Excerpts of pointing data:

--- Start ---

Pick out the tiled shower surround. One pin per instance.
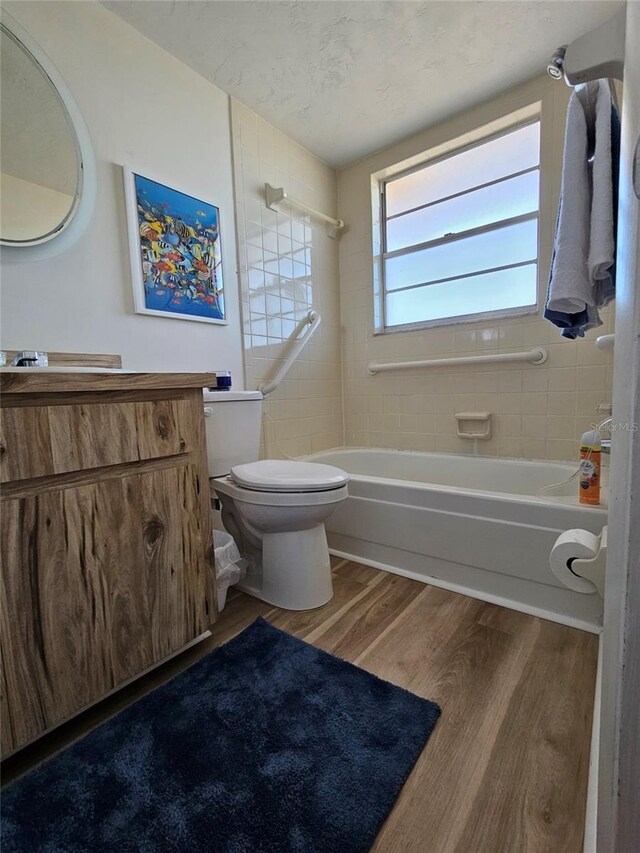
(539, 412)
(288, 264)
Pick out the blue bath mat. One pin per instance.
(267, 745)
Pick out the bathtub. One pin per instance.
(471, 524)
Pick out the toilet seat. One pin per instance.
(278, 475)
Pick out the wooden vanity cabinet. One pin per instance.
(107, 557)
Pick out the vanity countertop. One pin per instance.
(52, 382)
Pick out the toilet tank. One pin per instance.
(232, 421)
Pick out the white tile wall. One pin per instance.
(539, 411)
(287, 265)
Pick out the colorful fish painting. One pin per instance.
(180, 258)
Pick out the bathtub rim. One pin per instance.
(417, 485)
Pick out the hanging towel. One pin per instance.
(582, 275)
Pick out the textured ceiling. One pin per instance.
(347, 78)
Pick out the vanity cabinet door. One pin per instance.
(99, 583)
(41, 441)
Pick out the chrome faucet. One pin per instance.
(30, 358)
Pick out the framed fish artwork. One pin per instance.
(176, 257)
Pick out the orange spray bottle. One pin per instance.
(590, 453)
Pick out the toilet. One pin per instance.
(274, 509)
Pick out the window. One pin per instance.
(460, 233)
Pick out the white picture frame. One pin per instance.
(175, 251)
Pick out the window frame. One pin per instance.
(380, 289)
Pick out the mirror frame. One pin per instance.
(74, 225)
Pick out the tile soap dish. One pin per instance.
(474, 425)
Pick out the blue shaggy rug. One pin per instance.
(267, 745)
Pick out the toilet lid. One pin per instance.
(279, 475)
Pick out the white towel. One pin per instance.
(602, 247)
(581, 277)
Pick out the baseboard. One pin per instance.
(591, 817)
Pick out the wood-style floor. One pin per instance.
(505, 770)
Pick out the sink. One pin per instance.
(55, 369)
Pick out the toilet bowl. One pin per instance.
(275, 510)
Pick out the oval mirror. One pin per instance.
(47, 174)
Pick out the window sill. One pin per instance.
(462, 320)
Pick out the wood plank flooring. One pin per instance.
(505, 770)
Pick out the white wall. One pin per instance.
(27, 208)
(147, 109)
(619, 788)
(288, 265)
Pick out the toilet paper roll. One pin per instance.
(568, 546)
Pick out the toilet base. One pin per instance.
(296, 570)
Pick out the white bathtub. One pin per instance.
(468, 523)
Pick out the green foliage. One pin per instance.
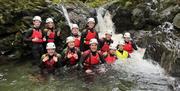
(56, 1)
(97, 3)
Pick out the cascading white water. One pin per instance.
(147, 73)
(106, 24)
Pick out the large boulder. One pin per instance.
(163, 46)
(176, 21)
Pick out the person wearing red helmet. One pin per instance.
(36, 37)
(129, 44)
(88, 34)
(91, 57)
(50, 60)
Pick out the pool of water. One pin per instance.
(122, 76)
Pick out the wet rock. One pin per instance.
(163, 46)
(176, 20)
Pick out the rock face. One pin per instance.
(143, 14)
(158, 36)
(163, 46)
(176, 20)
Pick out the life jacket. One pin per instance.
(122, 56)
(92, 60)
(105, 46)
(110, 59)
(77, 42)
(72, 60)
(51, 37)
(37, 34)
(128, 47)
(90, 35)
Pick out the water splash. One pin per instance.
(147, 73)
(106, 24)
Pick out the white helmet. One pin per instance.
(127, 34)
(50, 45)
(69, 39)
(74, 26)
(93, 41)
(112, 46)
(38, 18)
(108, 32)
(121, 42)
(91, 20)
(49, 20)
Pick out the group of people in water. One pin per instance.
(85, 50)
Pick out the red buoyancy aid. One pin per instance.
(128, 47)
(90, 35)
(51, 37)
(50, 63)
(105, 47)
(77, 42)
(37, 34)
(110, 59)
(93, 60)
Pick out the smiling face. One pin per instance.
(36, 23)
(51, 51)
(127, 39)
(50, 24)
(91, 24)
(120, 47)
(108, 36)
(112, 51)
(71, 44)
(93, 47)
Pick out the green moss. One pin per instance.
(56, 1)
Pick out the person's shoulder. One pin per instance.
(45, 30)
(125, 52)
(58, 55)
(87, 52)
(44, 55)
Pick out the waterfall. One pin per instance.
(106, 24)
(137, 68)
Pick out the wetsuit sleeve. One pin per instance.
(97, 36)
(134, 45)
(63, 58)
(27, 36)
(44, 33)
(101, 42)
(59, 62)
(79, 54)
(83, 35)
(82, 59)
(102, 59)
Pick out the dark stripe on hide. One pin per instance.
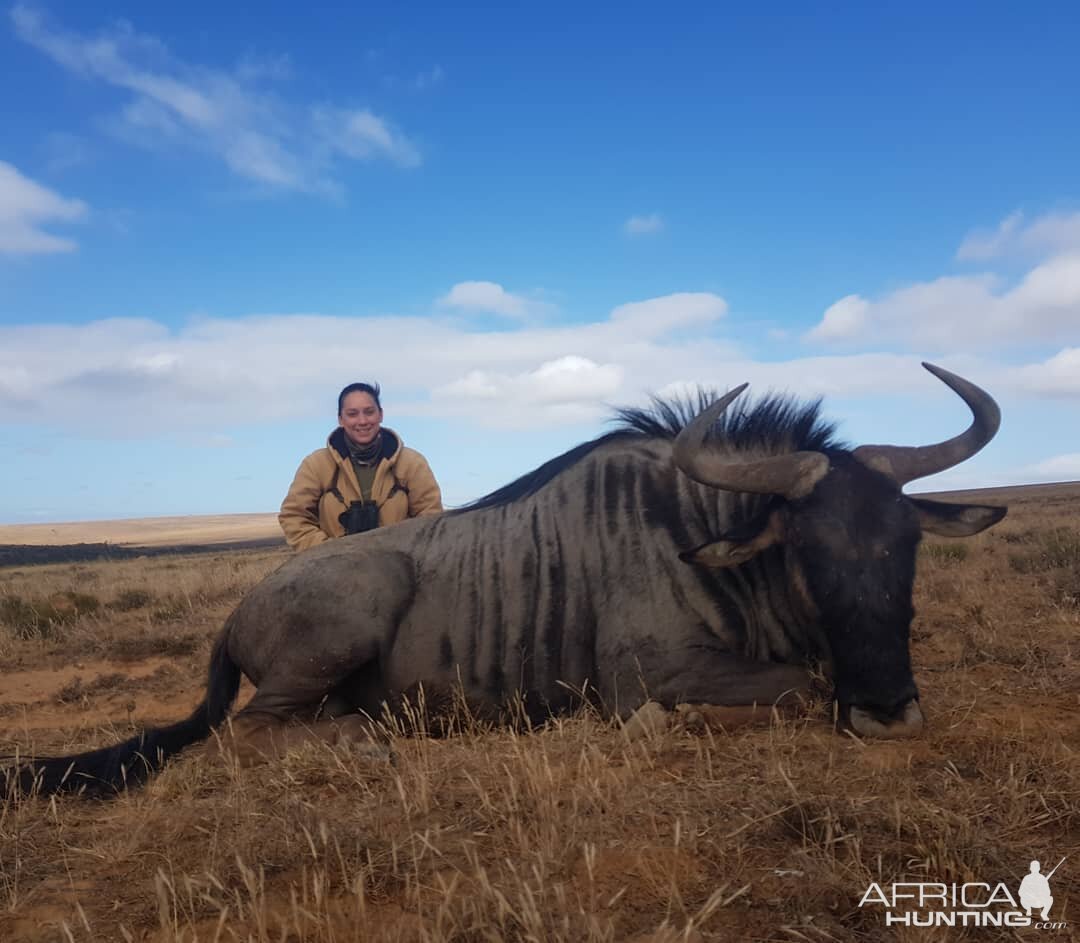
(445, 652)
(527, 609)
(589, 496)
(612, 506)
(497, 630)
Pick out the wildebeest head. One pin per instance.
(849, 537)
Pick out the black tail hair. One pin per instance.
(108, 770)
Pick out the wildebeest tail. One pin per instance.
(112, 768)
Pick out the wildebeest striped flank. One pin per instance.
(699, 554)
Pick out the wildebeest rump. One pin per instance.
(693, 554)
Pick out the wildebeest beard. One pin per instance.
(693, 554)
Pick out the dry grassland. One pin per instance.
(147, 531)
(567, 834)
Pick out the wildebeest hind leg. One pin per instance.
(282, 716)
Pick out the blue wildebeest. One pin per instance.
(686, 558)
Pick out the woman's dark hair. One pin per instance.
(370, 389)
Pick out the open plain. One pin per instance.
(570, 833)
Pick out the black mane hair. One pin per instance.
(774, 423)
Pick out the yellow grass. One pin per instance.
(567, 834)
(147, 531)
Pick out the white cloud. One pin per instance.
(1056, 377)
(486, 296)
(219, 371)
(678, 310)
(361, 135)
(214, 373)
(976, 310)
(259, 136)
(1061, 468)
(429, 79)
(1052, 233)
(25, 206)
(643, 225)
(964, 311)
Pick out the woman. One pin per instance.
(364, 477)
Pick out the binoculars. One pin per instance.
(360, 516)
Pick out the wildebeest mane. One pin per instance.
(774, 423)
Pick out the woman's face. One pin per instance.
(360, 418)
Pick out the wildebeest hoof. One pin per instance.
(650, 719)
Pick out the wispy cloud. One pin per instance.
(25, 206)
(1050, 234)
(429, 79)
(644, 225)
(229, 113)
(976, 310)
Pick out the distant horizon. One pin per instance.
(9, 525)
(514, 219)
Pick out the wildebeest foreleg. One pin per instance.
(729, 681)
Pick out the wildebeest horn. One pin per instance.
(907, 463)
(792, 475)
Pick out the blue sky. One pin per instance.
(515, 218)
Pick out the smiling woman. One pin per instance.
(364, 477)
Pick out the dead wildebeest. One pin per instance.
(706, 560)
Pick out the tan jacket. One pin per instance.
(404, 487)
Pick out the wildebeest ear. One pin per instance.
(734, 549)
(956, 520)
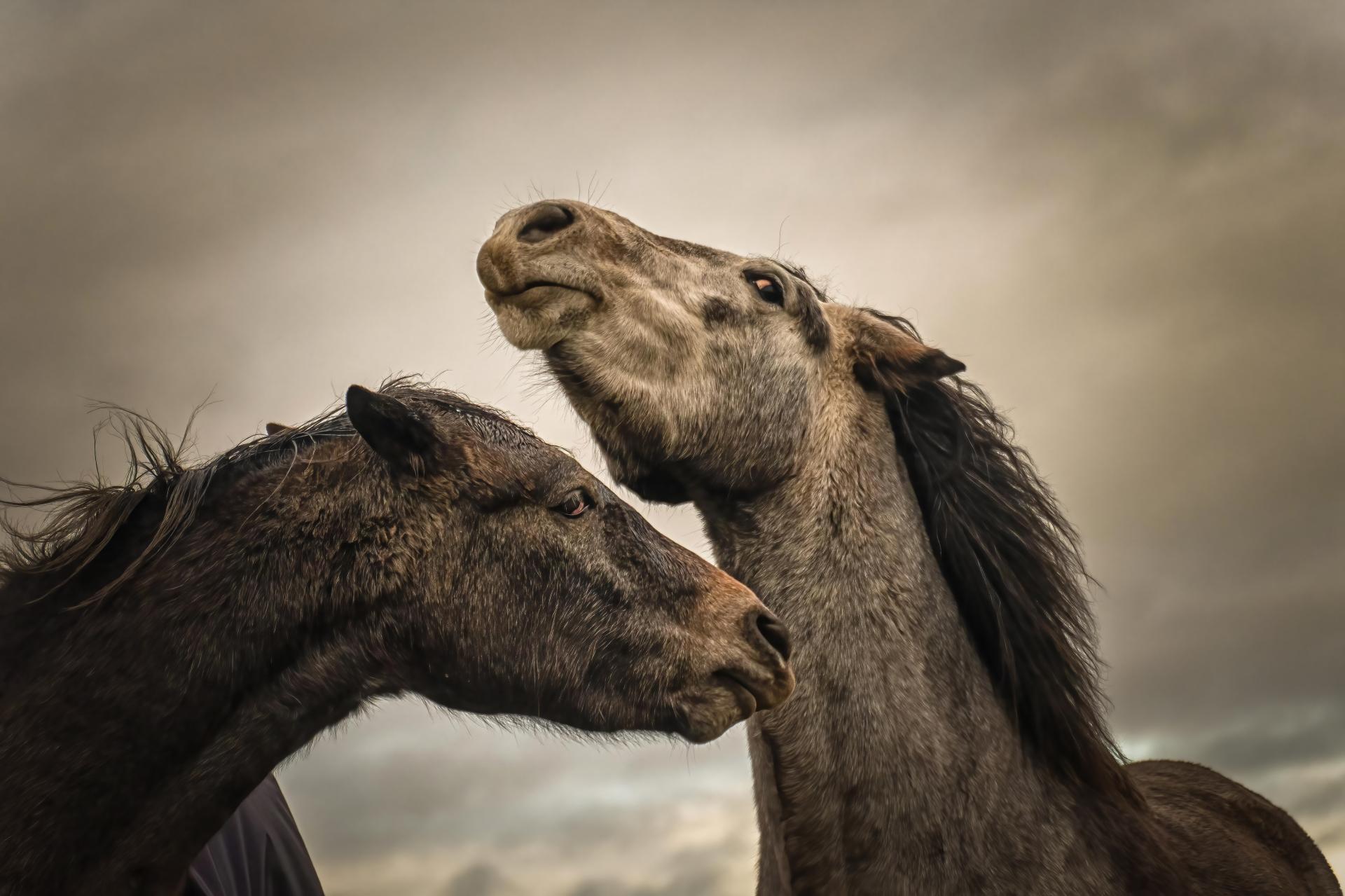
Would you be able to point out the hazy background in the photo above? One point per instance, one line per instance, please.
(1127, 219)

--- End ---

- CHALLENGE
Write the entries above out in full, exactly, with no images.

- THE ANSWER
Pick out the tiled shower surround. One pin per instance.
(539, 412)
(288, 264)
Pick out the blue bath mat. One pin per instance.
(267, 745)
Pick out the bathtub. One pin per instance.
(471, 524)
Pick out the toilet seat. One pin per instance.
(278, 475)
Pick out the wooden vanity cabinet. One pin per instance.
(107, 557)
Pick out the vanity countertop. One pin per instance.
(52, 382)
Pick out the toilet tank. One pin per instance.
(232, 421)
Pick out the white tile wall. One pin per instance.
(539, 411)
(287, 265)
Pick out the colorful fish painting. One pin per instance.
(180, 258)
Pick out the bathtub rim. One pin per instance.
(417, 485)
Pick out the hanging towel. One pin per instance.
(582, 275)
Pick out the textured ceiling. One pin per instance.
(347, 78)
Pick out the vanity cabinet door. One pin per instance.
(99, 583)
(41, 441)
Pick out the chrome faucet. One pin per instance.
(30, 358)
Pick out the framed fish artwork. One pin per instance.
(176, 257)
Pick out the orange spray bottle. One pin per instance.
(590, 453)
Pick out the toilet. One pin per instance.
(274, 509)
Pick out the window. One pin per instance.
(460, 233)
Pick out the white picture frame. One pin per instance.
(175, 251)
Pick out the window frame. One pin per instance.
(380, 289)
Pick out the mirror frame. One pin per instance.
(74, 225)
Pick out the tile soap dish. One pin per instance.
(474, 425)
Pick out the blue shaggy rug. One pin per instance.
(267, 745)
Pick out the toilet lid. One pin per instance.
(279, 475)
Pick out the white towel. One pin per instance.
(602, 247)
(581, 277)
Pick out the baseboard. One pin per instance.
(591, 817)
Pick out the wood-style floor. One pin per instance.
(505, 770)
Pick out the sink. One pin per instance.
(55, 369)
Pick out the toilet bowl. One pin per instance.
(275, 510)
Pick out the oval mirror. One pin per instance.
(47, 174)
Pick out the window sill. One pin per instance.
(462, 320)
Pick out the wood plank flooring. One pin per instance.
(505, 770)
Pick out the white wall. One pin per instance.
(27, 208)
(147, 109)
(619, 788)
(288, 265)
Pick out the toilet paper roll. One pin per instance.
(568, 546)
Pick out the toilet base. One pin per instance.
(296, 570)
Pick out the white bathtub. One pin per instance.
(468, 523)
Pick out the green foliage. One pin per instance.
(56, 1)
(97, 3)
Pick out the cascading white water. One pin per instance.
(147, 73)
(106, 24)
Pick out the large boulder. One pin per instance.
(163, 46)
(176, 21)
Pick out the person wearing red helmet. One pin per instance.
(36, 37)
(129, 44)
(88, 34)
(91, 57)
(50, 60)
Pick out the pool of water. One pin per instance.
(122, 76)
Pick out the wet rock. One pin per instance.
(163, 46)
(176, 20)
Pick out the rock face. One pin per instance.
(143, 14)
(158, 36)
(163, 46)
(176, 20)
Pick out the life jacket. One pin per instance.
(122, 56)
(92, 60)
(105, 46)
(110, 59)
(77, 42)
(72, 60)
(51, 37)
(37, 34)
(128, 47)
(90, 35)
Pick out the water splash. One pin per instance.
(147, 73)
(106, 24)
Pick out the white helmet. One pin per instance.
(127, 34)
(50, 45)
(69, 39)
(74, 26)
(93, 41)
(112, 46)
(38, 18)
(108, 32)
(121, 42)
(91, 20)
(49, 20)
Pick out the group of people in water. One pin per instance.
(85, 50)
Pick out the red buoyancy aid. One pin per instance.
(128, 47)
(90, 35)
(51, 37)
(50, 63)
(105, 47)
(77, 42)
(37, 34)
(110, 59)
(93, 60)
Pick out the smiling face. One pin per instance.
(36, 23)
(51, 51)
(127, 39)
(50, 24)
(91, 24)
(120, 47)
(108, 36)
(112, 51)
(71, 44)
(93, 47)
Pick out the green moss. One pin per instance.
(56, 1)
Pick out the person's shoulder. One pin per instance.
(45, 30)
(125, 52)
(58, 55)
(87, 52)
(44, 55)
Pick out the waterfall. One pin per instance.
(106, 24)
(137, 68)
Pick out the wetsuit sleeve. One pin per instance.
(97, 36)
(134, 45)
(63, 58)
(27, 36)
(44, 33)
(101, 42)
(59, 62)
(79, 54)
(83, 35)
(82, 59)
(102, 59)
Pick out the dark stripe on hide. One pin per instance.
(445, 652)
(527, 609)
(589, 496)
(612, 506)
(497, 630)
Pick out the wildebeest head. One pin per instance.
(849, 537)
Pick out the black tail hair. One pin per instance.
(108, 770)
Pick out the wildebeest tail. One pin per instance.
(112, 768)
Pick out the wildebeest striped flank. One pin per instance.
(699, 554)
Pick out the wildebeest rump. One pin per instance.
(693, 554)
Pick out the wildebeest beard. One pin per instance.
(693, 554)
Pick out the dry grassland. One pin per instance.
(147, 531)
(567, 834)
Pick out the wildebeest hind leg. One pin per instance.
(282, 716)
Pick out the blue wildebeest. One pin per instance.
(686, 558)
Pick out the woman's dark hair. One pin per instance.
(370, 389)
Pick out the open plain. One pin per instance.
(570, 833)
Pick out the black mane hair. One pin per instance.
(774, 423)
Pick out the yellow grass. One pin per instance.
(567, 834)
(147, 531)
Pick out the white cloud. One pin per instance.
(1056, 377)
(486, 296)
(219, 371)
(678, 310)
(361, 135)
(214, 373)
(976, 310)
(259, 136)
(1061, 468)
(429, 79)
(1052, 233)
(25, 206)
(643, 225)
(964, 311)
Pick out the woman. One pin per instance.
(364, 477)
Pick out the binoculars. One pin per instance.
(360, 516)
Pick out the wildebeest mane. One pin per instance.
(774, 423)
Pick out the woman's face. One pin per instance.
(360, 418)
Pick out the wildebeest hoof. One pin per instance.
(650, 719)
Pick out the wispy cloud. One pin per instance.
(25, 206)
(1050, 234)
(429, 79)
(644, 225)
(229, 113)
(976, 310)
Pick out the distant horizon. One pin per instance.
(9, 525)
(514, 219)
Pick out the wildebeest foreleg. One pin per instance.
(729, 681)
Pick out the wildebeest horn. One pin per instance.
(907, 463)
(792, 475)
Pick out the blue sky. One pin per instance.
(515, 218)
Pick out the smiling woman. One pin per instance.
(364, 477)
Pick out the dead wildebeest. One pin per instance.
(706, 560)
Pick out the tan jacket. One pin per instance.
(404, 487)
Pick out the wildebeest ear. One pin per instance.
(734, 549)
(956, 520)
Would you be able to point out the hazy background in the photo above? One point per instance, one line per instance, please.
(1127, 219)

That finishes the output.